**Exercises to complete:**
1/ In the seminar announcement, how many sub-genomes does wheat have?
2/ Please write the next part of the seminar announcement on aligning NGS readsets, starting after its final sentence.

**Passage provided:**
============

News & Events
Aligning NGS Readsets Against Incomplete Targets - Meeting the Challenges
Speaker(s): Dr Stuart Stephen, Commonwealth Scientific and Industrial Research Organisation (CSIRO), Australia
When: 01 June 2017 (2:00 - 3:00pm)
Where: SBS CR2 (Level 1)
Type: Seminars


The majority of bioinformatics workflows have alignments of Next-Generation Sequencing (NGS) readsets against a target as one of the initial steps in the workflow. Each workflow step has an associated error rate which compounds error rates arising during the previous step processing. Unless the overall workflow error rates are minimised, it is likely that the final result set will have little biological relevance. In alignments of NGS datasets there is no ground truth by which alignment error rates can be reliably quantified. This is further compounded when the target is large and polyploid (Wheat has 3 sub-genomes with estimated total haploid size around 17Gbp), especially when the target assembly is incomplete and of survey quality only. However, alignment practices can be adopted which are likely to improve the confidence – implying lower error rates – in alignments when aligning against these types of targets. This seminar presentation outlines how to use informative characterisations of both the NGS readsets and alignment target to improve alignment rates whilst maintaining or increasing confidence in these alignments.

============

Saved entries:

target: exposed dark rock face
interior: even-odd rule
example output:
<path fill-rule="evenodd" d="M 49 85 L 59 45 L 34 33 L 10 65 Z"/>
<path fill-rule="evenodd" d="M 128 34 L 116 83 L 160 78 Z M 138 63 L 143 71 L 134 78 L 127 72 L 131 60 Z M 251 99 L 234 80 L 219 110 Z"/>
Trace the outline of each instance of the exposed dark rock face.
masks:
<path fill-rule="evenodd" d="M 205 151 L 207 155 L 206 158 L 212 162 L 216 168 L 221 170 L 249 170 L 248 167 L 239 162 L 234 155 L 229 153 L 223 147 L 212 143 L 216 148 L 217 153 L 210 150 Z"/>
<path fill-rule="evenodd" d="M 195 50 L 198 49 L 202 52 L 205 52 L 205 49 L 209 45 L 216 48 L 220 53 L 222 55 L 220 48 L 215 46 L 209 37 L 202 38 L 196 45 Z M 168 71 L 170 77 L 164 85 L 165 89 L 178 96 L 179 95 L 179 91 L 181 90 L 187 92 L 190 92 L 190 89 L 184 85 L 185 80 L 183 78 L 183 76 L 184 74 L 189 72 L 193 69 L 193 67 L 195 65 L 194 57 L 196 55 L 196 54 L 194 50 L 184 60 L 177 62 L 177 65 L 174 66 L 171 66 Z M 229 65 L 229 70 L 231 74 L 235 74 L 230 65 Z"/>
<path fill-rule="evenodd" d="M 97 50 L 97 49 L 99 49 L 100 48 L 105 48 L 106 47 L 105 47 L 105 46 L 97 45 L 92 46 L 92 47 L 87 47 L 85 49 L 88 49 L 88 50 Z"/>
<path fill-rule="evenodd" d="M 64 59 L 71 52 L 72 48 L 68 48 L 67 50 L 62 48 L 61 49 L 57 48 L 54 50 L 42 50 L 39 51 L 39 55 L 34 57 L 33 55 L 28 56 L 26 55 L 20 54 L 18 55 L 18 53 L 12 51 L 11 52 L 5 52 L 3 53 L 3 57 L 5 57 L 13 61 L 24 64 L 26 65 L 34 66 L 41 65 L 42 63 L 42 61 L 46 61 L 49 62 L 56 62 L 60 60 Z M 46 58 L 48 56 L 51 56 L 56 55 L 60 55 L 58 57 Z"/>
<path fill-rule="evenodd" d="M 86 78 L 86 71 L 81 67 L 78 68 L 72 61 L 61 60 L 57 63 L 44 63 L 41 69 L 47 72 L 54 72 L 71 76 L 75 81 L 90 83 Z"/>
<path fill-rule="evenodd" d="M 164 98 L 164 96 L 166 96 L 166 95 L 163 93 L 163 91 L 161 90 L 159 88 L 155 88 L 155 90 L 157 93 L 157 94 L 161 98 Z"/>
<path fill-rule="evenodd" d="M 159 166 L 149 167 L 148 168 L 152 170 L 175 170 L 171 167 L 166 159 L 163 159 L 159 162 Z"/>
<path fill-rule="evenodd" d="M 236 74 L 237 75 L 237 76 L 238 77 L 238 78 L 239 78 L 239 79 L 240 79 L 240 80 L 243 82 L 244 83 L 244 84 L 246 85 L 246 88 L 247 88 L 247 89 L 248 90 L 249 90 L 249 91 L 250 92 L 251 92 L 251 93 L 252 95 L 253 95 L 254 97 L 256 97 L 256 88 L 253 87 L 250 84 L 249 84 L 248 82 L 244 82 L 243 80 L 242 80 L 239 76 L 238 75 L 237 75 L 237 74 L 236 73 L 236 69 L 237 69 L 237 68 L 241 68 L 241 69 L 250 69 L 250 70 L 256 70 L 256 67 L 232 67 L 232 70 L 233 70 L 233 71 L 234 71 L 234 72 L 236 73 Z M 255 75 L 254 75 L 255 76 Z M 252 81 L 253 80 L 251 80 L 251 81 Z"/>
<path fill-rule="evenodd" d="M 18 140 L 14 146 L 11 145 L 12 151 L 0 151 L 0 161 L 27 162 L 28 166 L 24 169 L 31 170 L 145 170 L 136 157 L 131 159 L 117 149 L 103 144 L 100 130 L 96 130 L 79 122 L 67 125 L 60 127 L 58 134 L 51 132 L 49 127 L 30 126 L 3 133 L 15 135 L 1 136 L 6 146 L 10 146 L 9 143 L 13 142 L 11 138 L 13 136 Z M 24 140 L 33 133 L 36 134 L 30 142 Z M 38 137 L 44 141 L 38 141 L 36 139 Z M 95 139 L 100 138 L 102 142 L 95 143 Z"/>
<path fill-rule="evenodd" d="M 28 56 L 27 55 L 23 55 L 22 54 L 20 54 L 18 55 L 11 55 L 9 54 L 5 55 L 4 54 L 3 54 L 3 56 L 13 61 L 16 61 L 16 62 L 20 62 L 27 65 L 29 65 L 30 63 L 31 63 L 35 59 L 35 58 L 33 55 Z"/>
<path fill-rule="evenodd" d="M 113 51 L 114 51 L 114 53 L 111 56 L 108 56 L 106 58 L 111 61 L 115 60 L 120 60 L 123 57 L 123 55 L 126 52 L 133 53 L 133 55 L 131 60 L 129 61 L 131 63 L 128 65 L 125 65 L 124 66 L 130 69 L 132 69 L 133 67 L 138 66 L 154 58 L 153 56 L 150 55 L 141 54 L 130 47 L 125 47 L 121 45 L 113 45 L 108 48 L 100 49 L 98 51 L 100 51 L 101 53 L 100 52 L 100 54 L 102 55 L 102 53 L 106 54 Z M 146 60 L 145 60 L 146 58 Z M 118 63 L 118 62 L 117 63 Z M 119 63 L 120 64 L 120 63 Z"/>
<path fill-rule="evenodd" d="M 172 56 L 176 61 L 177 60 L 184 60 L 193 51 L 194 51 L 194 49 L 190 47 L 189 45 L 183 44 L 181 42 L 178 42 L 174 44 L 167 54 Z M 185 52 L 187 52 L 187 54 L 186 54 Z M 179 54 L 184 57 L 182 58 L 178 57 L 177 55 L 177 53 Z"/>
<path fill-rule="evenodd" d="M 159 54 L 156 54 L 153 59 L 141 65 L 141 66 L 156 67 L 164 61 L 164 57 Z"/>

============

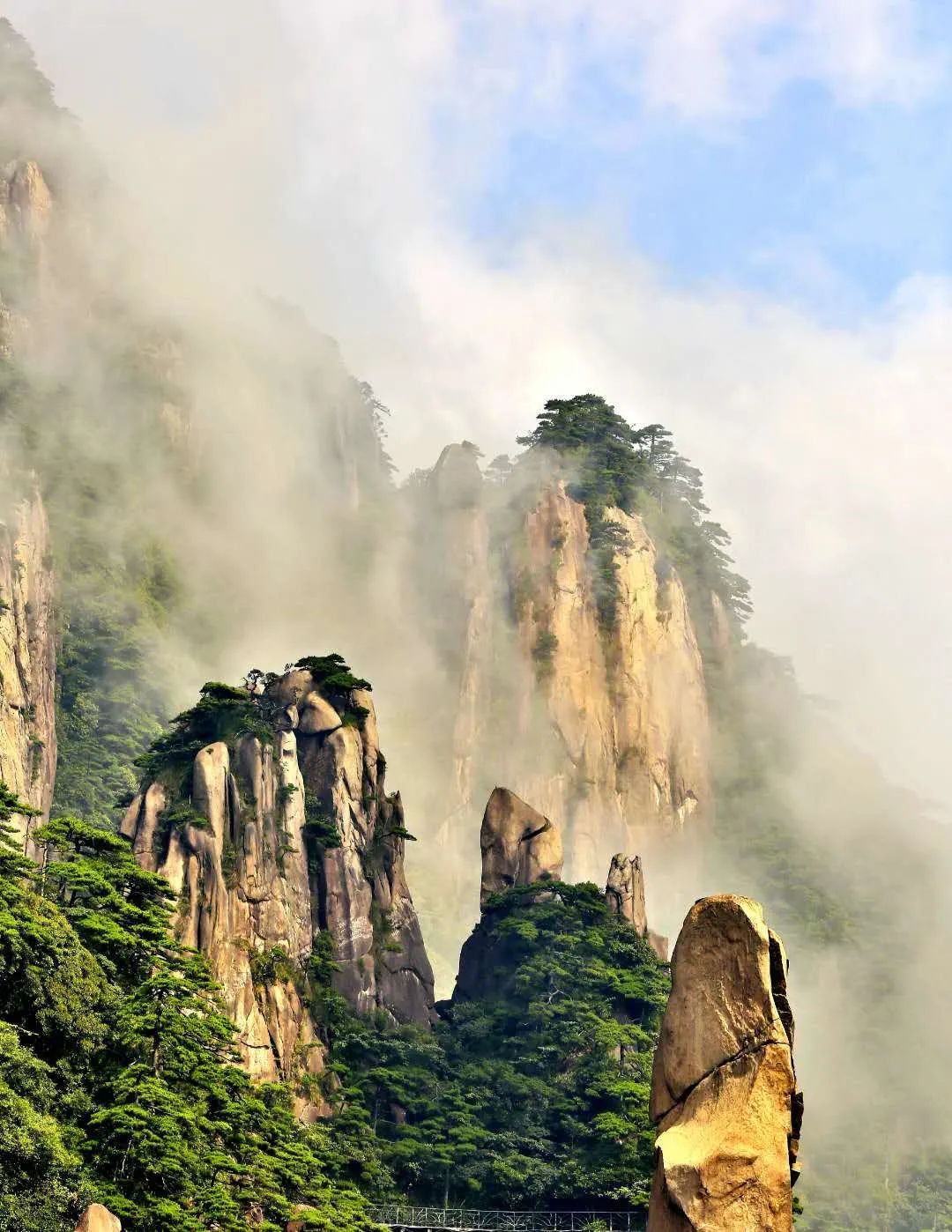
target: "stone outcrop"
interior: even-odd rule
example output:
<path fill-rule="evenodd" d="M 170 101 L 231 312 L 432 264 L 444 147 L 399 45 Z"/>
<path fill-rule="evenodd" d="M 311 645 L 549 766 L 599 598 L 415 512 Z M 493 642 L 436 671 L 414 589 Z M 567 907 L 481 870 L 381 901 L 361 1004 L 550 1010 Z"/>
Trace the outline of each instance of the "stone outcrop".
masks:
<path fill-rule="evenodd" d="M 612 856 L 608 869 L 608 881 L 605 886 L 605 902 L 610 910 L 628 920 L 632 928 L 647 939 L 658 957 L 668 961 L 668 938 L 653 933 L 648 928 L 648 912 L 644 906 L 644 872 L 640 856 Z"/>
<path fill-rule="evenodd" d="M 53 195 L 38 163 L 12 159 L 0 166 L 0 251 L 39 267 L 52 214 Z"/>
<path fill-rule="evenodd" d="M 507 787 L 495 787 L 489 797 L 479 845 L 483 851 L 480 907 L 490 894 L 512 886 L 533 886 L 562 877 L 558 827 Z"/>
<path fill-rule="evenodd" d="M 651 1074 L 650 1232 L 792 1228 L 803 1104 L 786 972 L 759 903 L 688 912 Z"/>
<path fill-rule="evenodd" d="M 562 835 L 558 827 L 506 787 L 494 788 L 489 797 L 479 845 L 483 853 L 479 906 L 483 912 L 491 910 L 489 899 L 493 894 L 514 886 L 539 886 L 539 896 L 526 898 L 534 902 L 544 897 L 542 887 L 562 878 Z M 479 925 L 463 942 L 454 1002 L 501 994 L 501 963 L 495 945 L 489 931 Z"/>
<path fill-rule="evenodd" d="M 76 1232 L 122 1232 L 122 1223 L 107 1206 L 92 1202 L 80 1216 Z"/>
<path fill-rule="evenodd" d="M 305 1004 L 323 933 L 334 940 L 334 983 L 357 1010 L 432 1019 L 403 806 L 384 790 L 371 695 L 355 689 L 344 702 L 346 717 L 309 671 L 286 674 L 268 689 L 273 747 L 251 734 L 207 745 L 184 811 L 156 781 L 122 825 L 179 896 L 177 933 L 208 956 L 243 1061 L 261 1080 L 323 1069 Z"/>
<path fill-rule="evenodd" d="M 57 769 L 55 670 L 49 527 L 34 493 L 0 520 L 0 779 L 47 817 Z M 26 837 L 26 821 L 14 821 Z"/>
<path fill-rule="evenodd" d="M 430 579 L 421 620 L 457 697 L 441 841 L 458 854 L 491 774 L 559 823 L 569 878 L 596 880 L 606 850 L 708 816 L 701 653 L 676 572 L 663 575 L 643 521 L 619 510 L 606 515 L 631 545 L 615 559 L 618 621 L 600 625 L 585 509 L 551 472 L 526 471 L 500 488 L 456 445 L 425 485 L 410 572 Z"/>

============

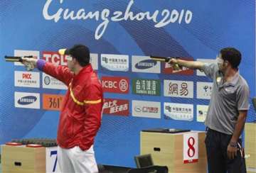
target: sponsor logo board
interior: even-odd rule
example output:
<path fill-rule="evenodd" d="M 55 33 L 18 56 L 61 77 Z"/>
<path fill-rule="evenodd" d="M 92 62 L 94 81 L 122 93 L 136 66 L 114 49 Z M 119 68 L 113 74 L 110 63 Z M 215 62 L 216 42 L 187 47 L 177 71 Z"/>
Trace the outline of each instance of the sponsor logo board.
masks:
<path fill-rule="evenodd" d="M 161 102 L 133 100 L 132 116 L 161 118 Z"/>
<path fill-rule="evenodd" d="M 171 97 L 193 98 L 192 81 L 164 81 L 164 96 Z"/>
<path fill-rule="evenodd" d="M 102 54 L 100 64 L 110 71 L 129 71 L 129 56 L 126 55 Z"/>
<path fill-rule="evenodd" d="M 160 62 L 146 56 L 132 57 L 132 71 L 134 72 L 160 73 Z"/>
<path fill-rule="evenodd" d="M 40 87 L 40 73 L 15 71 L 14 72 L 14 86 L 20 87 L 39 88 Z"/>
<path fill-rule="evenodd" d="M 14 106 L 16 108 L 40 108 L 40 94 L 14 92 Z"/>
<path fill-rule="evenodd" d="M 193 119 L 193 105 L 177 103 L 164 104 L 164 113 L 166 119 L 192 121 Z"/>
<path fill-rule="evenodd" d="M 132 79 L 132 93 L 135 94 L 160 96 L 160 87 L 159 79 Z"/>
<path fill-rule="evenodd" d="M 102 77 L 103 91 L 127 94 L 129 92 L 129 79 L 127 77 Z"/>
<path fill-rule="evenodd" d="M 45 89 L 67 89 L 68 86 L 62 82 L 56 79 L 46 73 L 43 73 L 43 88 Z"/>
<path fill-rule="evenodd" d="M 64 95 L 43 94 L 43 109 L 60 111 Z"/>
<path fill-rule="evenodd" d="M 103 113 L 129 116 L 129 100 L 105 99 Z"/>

============

**Answers in order:**
1/ Wheat has 3 sub-genomes.

2/
Dr Stuart Stephen was awarded a PhD in the field of Molecular Bioscience at the University of Queensland in 2008, after a previous career spanning many decades in commercial software engineering. He studied for his PhD whilst a member of Professor John Mattick’s group, where the group objectives were the elucidation of the many functional roles which ncRNA plays in biological systems. His primary contribution towards the Mattick Group objectives, and the basis of his thesis, was the mining of various datasets for evidence of ncRNA sequence conservation. Dr Stephen has since been employed at CSIRO in the Plant Bioinformatics Group tasked with responsibility for development and implementation of analytic algorithms by which sequencing datasets can be efficiently mined for the extraction of biologically meaningful result sets, especially when the targeted plant assemblies and transcriptomes are incomplete and only of survey quality. He has co-authored 15 peer reviewed papers accruing more than 3,000 citations.